_Goal of the exercise_:
Print the data in full, exactly as it reads.

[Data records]
━━━

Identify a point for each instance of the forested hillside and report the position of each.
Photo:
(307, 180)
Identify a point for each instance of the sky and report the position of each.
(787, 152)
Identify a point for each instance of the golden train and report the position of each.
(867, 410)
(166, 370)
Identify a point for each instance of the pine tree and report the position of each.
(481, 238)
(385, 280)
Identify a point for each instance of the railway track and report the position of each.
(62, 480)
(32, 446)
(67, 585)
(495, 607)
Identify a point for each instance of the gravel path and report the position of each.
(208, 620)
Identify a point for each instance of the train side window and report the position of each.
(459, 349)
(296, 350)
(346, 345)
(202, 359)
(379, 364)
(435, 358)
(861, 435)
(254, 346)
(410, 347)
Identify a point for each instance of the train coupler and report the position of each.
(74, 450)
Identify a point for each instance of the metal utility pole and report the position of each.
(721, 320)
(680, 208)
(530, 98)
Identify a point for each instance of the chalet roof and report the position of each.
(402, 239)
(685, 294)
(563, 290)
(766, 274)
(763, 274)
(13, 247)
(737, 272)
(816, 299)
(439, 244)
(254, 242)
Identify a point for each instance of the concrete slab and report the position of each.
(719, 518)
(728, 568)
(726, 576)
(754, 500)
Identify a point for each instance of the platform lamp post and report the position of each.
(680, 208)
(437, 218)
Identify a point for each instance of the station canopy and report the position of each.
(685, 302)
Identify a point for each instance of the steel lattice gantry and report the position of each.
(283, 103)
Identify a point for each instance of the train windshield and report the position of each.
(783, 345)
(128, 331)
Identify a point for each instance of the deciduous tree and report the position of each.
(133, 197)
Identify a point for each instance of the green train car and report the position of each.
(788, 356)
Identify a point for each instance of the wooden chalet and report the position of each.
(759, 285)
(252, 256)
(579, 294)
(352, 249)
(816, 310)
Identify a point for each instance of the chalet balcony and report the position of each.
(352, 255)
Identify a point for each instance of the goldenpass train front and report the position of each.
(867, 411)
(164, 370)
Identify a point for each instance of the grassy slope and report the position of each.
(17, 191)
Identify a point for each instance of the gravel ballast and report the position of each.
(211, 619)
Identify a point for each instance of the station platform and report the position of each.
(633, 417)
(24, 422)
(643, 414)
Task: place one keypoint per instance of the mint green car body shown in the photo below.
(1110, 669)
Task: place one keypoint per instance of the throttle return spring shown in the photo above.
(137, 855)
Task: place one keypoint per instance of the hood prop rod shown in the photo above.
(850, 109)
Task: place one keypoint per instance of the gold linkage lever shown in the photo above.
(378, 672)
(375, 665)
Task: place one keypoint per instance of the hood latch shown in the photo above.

━━━

_Exercise response_:
Identify a point for each instance of the forested hillside and report the position of each.
Photo:
(307, 180)
Identify a point for each instance of the sky and report the position of each.
(787, 152)
Identify a point for each instance of the golden train and report the position of each.
(867, 410)
(166, 370)
Identify a point for each instance of the pine tree and report the position of each.
(481, 238)
(385, 280)
Identify a point for each instance of the railway track and report the position of each.
(62, 480)
(32, 446)
(67, 585)
(495, 607)
Identify a point for each instance of the gravel path and report the position of each.
(208, 620)
Identify a point for each instance of the train side window and report the position of each.
(459, 349)
(296, 350)
(346, 345)
(202, 359)
(379, 364)
(435, 358)
(861, 435)
(254, 346)
(410, 347)
Identify a point for each instance of the train coupler and report the position of each.
(74, 450)
Identify a point for each instance of the metal utility pole and report the position of each.
(721, 320)
(680, 208)
(530, 98)
Identify a point for each instance of the chalet roof and report the position of each.
(402, 239)
(685, 294)
(563, 290)
(766, 274)
(763, 274)
(13, 247)
(737, 272)
(816, 299)
(439, 244)
(254, 242)
Identify a point for each instance of the concrete slab and report the position of each.
(719, 518)
(728, 568)
(726, 576)
(754, 500)
Identify a point for each instance of the platform lamp post and report the position of each.
(680, 208)
(437, 218)
Identify a point for each instance of the station canopy and report the position of each.
(685, 302)
Identify a point for each instance of the steel lattice gantry and report the position of each.
(283, 103)
Identify a point for each instance of the train windshield and report the position of each.
(783, 345)
(128, 331)
Identify a point for each instance of the deciduous tree and report the position of each.
(133, 197)
Identify a point for each instance of the green train car and report the position of each.
(788, 356)
Identify a point for each instance of the wooden chalet and report the position of each.
(759, 285)
(252, 256)
(579, 294)
(352, 249)
(816, 310)
Identify a point for each instance of the chalet balcony and report the position of each.
(352, 255)
Identify a point for each instance of the goldenpass train front and report the position of each.
(867, 411)
(164, 370)
Identify a point for each instance of the grassy slope and report the position of each.
(17, 191)
Identify a point for each instance of the gravel ballast and report the position of each.
(211, 619)
Identify a point for each instance of the station platform and report the position of each.
(633, 417)
(24, 422)
(643, 414)
Task: place one keypoint per instance of the mint green car body shown in the photo below.
(1110, 669)
Task: place one keypoint per instance of the throttle return spring shown in the photo above.
(137, 855)
Task: place one keypoint per instance of the hood prop rod shown in the photo above.
(850, 109)
Task: place one keypoint per instance of the gold linkage lever shown in the photo above.
(378, 672)
(375, 665)
Task: place one keypoint per instance of the hood latch shown in the photo above.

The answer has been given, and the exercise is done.